XVII) -A faculdade consentida pelo art. 37.° do CPPT é o modo único de sanação da deficiência da notificação, com diferimento do início do prazo para uso dos meios graciosos ou contenciosos de impugnação, não constituindo condição para o acesso a esses meios.
XVIII) -A falta de uso daquela faculdade terá como consequência a impossibilidade de invocar o vicio de forma por falta de fundamentação como causa de pedir da impugnação judicial deduzida contra o acto cuia fundamentação não tenha sido comunicada ao contribuinte.";
12-De referir ainda que, ao contrário do que considerou a douta sentença, a liquidação em apreço contém a base legal (artº.80, do CIRC supra mencionado), como podemos constatar a fls.23 dos autos, no campo 20 da descrição consta: "Juros Compensatórios artº.80.° CIRC", indicando quer o montante dos juros, quer o montante das despesas confidenciais, valor sobre o qual incidem;
13-O cálculo dos juros compensatórios decorre da lei, mencionando expressamente o artº.35, da L.G.T., que os juros são calculados dia a dia, desde a data em que deveria ter sido liquidado e entregue até à detecção da falta (nº.3), integrando-se na própria dívida do imposto, com a qual são conjuntamente liquidados (nº.8), sendo a taxa equivalente à taxa de juros legais fixados nos termos do artº.559, do C.C. (nº.10);
14-Ao que acresce que, em sede de decisão de reclamação graciosa, que constitui o acto impugnado, foi demonstrada manualmente a liquidação de juros compensatórios, como podemos constatar a fls.55 do processo de Reclamação Graciosa apensa aos Autos, da qual consta:
- número da liquidação e a moeda - escudos
- o montante sobre o qual incidem os juros - 27.432.186
- nº. de dias e período de contagem - 861 (de 01-06-1999 a 09-10-2001)

▸ REGISTOS FORNECIDOS:
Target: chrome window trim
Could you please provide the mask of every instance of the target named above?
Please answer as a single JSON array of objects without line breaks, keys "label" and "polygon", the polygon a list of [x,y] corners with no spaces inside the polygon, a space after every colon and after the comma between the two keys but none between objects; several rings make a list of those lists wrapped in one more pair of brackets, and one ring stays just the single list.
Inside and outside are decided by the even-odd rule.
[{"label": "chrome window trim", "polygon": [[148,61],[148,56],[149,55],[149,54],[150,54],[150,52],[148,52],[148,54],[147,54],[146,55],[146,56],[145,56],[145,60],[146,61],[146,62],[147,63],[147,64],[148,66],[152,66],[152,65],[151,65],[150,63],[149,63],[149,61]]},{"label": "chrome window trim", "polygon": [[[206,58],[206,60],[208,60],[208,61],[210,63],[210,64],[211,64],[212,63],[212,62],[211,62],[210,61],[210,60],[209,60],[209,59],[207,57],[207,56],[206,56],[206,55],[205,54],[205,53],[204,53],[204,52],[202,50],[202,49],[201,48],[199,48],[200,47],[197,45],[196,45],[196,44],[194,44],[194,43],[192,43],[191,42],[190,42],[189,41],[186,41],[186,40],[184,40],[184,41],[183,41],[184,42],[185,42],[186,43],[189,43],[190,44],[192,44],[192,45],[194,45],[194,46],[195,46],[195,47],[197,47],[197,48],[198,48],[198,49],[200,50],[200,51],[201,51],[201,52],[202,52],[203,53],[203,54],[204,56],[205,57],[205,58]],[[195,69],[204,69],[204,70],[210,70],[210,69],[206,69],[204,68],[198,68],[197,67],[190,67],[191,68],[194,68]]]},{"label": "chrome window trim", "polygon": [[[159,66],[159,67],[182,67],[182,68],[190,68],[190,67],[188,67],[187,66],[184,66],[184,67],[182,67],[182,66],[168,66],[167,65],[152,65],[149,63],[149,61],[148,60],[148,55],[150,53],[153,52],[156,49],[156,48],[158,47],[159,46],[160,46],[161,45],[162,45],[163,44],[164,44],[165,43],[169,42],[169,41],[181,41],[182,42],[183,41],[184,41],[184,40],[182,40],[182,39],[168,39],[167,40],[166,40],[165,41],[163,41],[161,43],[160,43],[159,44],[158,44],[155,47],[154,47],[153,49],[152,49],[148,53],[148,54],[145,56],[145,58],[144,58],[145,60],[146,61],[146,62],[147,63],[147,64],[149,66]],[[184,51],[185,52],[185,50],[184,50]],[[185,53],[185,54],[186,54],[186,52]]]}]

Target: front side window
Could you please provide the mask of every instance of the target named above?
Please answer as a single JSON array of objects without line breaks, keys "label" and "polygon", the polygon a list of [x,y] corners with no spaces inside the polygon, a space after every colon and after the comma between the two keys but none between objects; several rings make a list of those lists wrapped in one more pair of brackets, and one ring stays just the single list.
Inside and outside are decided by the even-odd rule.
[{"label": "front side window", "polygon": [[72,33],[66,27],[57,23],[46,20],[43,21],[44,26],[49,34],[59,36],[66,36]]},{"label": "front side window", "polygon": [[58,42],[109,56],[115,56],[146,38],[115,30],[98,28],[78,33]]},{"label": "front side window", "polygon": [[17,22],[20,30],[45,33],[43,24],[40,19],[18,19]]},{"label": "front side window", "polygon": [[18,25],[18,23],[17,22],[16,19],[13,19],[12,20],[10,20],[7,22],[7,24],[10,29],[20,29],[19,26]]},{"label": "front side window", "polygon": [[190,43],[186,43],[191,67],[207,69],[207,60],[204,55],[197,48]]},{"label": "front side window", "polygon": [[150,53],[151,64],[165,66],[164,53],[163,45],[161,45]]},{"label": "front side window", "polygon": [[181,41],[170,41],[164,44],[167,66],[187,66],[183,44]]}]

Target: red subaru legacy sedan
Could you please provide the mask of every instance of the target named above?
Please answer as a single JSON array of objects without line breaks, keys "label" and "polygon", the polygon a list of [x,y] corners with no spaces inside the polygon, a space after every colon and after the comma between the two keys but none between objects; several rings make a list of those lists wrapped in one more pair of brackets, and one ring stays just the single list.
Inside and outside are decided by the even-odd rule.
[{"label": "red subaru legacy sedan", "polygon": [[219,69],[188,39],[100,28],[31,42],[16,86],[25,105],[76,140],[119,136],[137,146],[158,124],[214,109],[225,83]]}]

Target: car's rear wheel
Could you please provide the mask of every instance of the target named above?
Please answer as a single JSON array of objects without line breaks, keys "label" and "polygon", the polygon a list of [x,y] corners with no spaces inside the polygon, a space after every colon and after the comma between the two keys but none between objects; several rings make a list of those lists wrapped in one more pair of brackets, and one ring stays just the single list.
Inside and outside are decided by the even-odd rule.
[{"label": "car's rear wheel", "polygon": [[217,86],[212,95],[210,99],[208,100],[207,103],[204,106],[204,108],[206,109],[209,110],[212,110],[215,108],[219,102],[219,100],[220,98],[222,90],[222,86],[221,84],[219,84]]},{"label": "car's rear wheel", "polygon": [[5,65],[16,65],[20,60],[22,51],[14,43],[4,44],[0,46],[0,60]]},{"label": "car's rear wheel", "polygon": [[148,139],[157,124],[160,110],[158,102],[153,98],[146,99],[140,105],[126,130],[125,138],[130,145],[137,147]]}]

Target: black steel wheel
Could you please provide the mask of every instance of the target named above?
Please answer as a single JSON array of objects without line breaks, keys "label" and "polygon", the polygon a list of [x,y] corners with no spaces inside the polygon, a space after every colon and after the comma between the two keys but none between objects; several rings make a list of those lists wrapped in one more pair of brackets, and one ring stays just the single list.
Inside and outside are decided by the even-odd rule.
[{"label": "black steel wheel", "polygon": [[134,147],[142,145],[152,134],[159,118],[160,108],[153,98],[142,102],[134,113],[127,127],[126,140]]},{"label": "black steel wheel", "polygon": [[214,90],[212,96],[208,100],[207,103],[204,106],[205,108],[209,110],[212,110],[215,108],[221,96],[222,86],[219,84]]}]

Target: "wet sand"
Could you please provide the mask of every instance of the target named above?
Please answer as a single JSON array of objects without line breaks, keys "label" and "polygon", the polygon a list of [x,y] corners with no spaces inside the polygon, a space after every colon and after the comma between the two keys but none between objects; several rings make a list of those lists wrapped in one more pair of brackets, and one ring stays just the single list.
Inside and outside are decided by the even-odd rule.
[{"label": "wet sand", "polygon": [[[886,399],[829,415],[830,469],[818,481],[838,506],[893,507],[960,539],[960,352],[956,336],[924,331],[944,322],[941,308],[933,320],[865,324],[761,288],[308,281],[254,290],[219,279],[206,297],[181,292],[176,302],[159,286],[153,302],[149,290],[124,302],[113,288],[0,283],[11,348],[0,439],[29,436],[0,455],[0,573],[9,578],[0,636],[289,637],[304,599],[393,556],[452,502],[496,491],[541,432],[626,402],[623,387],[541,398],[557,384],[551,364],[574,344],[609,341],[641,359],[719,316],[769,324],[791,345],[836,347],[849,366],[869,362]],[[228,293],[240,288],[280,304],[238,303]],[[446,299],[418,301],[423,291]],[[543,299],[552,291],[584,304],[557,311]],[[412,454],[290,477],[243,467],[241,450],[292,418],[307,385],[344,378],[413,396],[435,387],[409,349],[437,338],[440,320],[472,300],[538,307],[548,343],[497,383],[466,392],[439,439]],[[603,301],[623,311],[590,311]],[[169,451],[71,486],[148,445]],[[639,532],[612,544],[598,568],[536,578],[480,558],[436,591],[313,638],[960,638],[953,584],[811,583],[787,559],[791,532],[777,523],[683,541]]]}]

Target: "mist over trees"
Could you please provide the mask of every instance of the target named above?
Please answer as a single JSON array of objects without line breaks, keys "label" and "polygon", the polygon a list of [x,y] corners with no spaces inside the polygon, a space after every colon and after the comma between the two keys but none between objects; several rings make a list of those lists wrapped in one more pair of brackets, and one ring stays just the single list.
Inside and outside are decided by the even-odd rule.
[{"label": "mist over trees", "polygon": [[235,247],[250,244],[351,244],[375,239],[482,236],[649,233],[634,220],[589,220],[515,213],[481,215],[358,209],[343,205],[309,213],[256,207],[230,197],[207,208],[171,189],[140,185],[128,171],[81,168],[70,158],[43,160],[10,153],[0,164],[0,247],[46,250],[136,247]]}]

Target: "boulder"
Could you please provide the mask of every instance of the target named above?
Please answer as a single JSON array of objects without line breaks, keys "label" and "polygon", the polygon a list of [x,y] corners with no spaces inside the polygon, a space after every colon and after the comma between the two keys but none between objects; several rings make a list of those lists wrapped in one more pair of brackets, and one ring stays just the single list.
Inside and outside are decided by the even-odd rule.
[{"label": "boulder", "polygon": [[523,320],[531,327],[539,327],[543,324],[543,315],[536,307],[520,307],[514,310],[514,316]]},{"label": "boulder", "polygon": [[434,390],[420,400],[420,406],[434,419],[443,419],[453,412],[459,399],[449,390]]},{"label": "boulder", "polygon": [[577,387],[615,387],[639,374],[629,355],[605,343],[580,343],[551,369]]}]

▸ LISTA DE TAREFAS:
1) Transcreva fielmente, por favor, o excerto sobre os juros compensatórios de "XVII) -A faculdade" a "a esses meios.".
2) Dê seguimento ao excerto sobre os juros compensatórios a partir do ponto em que termina.

▸ RESPOSTAS ESPERADAS:
1)
XVII) -A faculdade consentida pelo art. 37.° do CPPT é o modo único de sanação da deficiência da notificação, com diferimento do início do prazo para uso dos meios graciosos ou contenciosos de impugnação, não constituindo condição para o acesso a esses meios.

2)
- taxa - 7%
- operação de cálculo - juros = (27.432.186 x 861 x 7%) / 365 = 4.259.693
- fórmula de cálculo - juros = (taxa x imposto x dias) /365;
15-Esta demonstração da liquidação de juros compensatórios acompanha a decisão de reclamação graciosa notificada à impugnante, sendo que é esta decisão que foi objecto da presente Impugnação;
16-Deste modo, a liquidação de juros compensatórios encontra-se devidamente fundamentada, ao invés do que considerou o Tribunal “a quo”;
17-Face ao exposto, deve a douta sentença ser revogada e substituída por outra que considere que se encontra devidamente fundamentada a liquidação de juros compensatórios, já que, a manter-se na ordem jurídica, a douta sentença ora recorrida revela uma inadequada interpretação e aplicação do artº.80, do C.I.R.C., com redacção à data dos factos, do artº.35, da L.G.T., e do artº.37, nº.1, do C.P.P.T.;
18-Termos em que deve o presente recurso ser julgado procedente por provado e, em consequência, ser revogada a sentença ora sindicada e substituída por outra que considere que se encontra bem fundamentada a liquidação de juros compensatórios.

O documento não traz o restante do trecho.